*SELECTED TEXT*:
:::::

To date, the Federal Reserve has been very successful in managing long-term inflation expectations. Even as consumers have reluctantly accepted the prevalence of inflation over the short term, over a multi-year view, they expect inflation to subside to levels well below three percent, matching market-based calculations. It’s worth noting that we can infer from stable credit conditions that a moderation of inflation is expected without a recession.
Unfortunately, this constructive view must be balanced against potential risks. Money supply growth has slowed, but excess money market mutual fund balances remain in the trillions of dollars and consumers retain the ability to leverage; demand-driven inflation is not yet done. Home price appreciation may be slowing, but there is a lag until rents and OER (owner equivalent rent), among the largest components of the CPI index, actually see moderation.
Supply chain disruptions may have lessened, but some of that has been on the back of seasonal factors that are starting to turn. Future potential problems lie ahead from the expiration of the California Longshoreman's Union contract on July 1. The current covid-related lockdowns in Shanghai and now Beijing will likely also strain supply chains once again.
What’s a Central Banker to Do?
Against this backdrop, the Federal Reserve Bank is in a difficult position. Typically, we enter a Fed tightening cycle when we start to run out of labor at the end of a multi-year expansion and have relatively high debt burdens. Today we are only a year past the time our GDP recovered from the downturn of early 2020, we have millions of job seekers and the kind of rising labor force participation that policymakers want to foster, and both corporate and household debt burdens are highly manageable. Yet, the Fed must address inflation. Our expectation is that the Fed will be very aggressive in its anti-inflation messaging and in lifting the fed funds rate to a "neutral" level (neither restrictive nor expansionary), estimated to be about 2.4%. This is consistent with the aggressive 0.50% rates hikes currently being discussed.
The question will be whether the Fed continues on such an aggressive path once a neutral level has been achieved. Our belief is that inflationary pressures will have subsided—not completely—but sufficiently for the central bank to pause or slow the rate of interest rate increases. This prospective path is one that has a substantially lower risk of a recession, and whose economic outcomes would be in line with a typical multi-year expansion.
Conclusion
Unacceptably high inflation is not going away anytime soon, but the forces of inflation are abating. The critical need for the Fed to manage inflation expectations fosters a multi-quarter period of "ugly" headlines of high inflation and aggressive central bank rate hikes. However, a recession is neither a foregone conclusion nor even the base case. Assuming that the Fed can continue to hold inflation expectations reasonably "anchored," our central bank should have more leeway by next year to balance price stability with continued economic growth. Looking through the furor, businesses will continue to add to their payrolls and find alternatives to supply challenges. Consumers will struggle to keep up with inflation over the short term but over the longer term, workers will be empowered and our consumer-oriented economy will advance.

:::::

*RAW DATA*:
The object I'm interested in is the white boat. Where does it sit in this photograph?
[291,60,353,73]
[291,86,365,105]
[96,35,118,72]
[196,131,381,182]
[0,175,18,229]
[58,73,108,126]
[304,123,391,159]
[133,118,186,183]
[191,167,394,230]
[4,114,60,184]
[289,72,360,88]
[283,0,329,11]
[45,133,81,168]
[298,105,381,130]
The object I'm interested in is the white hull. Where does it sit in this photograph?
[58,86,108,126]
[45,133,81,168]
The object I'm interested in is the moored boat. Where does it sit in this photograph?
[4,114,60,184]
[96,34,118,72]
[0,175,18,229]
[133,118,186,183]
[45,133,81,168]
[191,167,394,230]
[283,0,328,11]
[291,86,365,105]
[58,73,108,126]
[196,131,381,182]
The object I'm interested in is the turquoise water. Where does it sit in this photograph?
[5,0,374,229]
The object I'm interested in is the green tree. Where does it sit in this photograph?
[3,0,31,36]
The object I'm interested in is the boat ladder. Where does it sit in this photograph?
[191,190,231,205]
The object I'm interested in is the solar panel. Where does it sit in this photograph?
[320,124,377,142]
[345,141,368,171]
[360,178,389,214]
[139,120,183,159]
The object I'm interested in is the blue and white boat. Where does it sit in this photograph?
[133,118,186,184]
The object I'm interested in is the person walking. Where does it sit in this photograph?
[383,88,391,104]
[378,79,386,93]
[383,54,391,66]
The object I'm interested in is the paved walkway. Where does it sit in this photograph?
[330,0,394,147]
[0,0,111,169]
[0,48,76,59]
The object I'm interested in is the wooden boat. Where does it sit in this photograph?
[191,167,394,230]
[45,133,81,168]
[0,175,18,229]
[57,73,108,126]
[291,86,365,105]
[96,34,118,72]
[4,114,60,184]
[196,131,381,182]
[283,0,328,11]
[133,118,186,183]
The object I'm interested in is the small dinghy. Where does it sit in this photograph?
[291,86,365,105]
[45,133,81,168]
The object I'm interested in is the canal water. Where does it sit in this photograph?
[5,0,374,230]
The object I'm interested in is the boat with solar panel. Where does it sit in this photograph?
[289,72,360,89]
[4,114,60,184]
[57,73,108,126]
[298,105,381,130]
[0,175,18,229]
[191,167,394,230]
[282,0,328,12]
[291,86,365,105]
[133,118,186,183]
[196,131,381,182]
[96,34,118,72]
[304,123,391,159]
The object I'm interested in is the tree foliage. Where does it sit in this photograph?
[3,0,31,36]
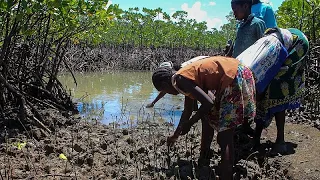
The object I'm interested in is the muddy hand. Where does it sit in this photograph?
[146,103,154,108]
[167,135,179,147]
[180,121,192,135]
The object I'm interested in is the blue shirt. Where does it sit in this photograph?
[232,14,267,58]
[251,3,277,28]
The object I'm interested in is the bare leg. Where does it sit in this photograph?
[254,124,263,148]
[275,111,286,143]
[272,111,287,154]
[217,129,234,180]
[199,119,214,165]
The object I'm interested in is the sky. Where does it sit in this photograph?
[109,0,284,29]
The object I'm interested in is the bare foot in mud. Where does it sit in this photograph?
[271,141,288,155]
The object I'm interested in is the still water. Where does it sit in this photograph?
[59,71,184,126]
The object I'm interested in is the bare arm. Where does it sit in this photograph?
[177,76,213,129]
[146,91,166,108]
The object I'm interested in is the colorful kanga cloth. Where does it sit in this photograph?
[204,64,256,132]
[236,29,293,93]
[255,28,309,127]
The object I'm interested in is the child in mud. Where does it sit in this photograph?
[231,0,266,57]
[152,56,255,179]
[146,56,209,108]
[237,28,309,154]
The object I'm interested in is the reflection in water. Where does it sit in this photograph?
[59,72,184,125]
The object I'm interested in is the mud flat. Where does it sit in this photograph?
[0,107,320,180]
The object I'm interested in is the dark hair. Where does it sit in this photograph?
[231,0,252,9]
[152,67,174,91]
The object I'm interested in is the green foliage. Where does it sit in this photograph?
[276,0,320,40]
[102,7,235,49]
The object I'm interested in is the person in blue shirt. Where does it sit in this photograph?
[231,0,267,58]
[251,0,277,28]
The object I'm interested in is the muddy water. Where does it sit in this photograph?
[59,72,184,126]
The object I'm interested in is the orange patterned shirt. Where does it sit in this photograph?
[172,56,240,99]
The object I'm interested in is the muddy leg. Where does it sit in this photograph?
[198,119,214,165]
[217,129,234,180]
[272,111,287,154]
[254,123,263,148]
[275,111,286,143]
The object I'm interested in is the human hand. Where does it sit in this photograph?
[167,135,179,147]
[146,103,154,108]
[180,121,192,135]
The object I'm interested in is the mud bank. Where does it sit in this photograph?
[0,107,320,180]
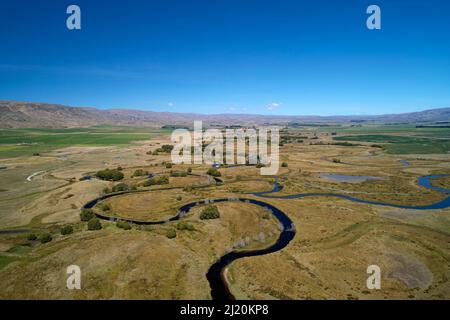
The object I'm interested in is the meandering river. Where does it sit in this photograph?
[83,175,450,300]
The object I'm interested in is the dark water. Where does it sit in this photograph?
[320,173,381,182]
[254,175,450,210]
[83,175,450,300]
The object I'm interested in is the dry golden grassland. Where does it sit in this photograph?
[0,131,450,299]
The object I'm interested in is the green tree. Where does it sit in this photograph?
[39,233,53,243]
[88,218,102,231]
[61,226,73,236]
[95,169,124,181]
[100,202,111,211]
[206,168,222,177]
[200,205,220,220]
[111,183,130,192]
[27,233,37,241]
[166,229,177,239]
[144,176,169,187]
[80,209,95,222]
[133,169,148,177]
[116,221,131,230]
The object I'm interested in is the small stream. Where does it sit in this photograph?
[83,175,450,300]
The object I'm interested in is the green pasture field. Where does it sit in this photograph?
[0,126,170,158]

:::::

*WORK INSTRUCTION A*:
Answer these questions from the passage on inflation:
(i) At about what level is the "neutral" fed funds rate estimated to be?
(ii) Whose contract expires on July 1?
(iii) In which two cities are covid-related lockdowns mentioned?
*WORK INSTRUCTION B*:
Quote the passage on inflation, starting at "To date, the" and ending at "without a recession.".
The listing has no connection to the passage on inflation.

*TASK RESULT A*:
(i) About 2.4%.
(ii) The California Longshoreman's Union.
(iii) Shanghai and Beijing.

*TASK RESULT B*:
To date, the Federal Reserve has been very successful in managing long-term inflation expectations. Even as consumers have reluctantly accepted the prevalence of inflation over the short term, over a multi-year view, they expect inflation to subside to levels well below three percent, matching market-based calculations. It’s worth noting that we can infer from stable credit conditions that a moderation of inflation is expected without a recession.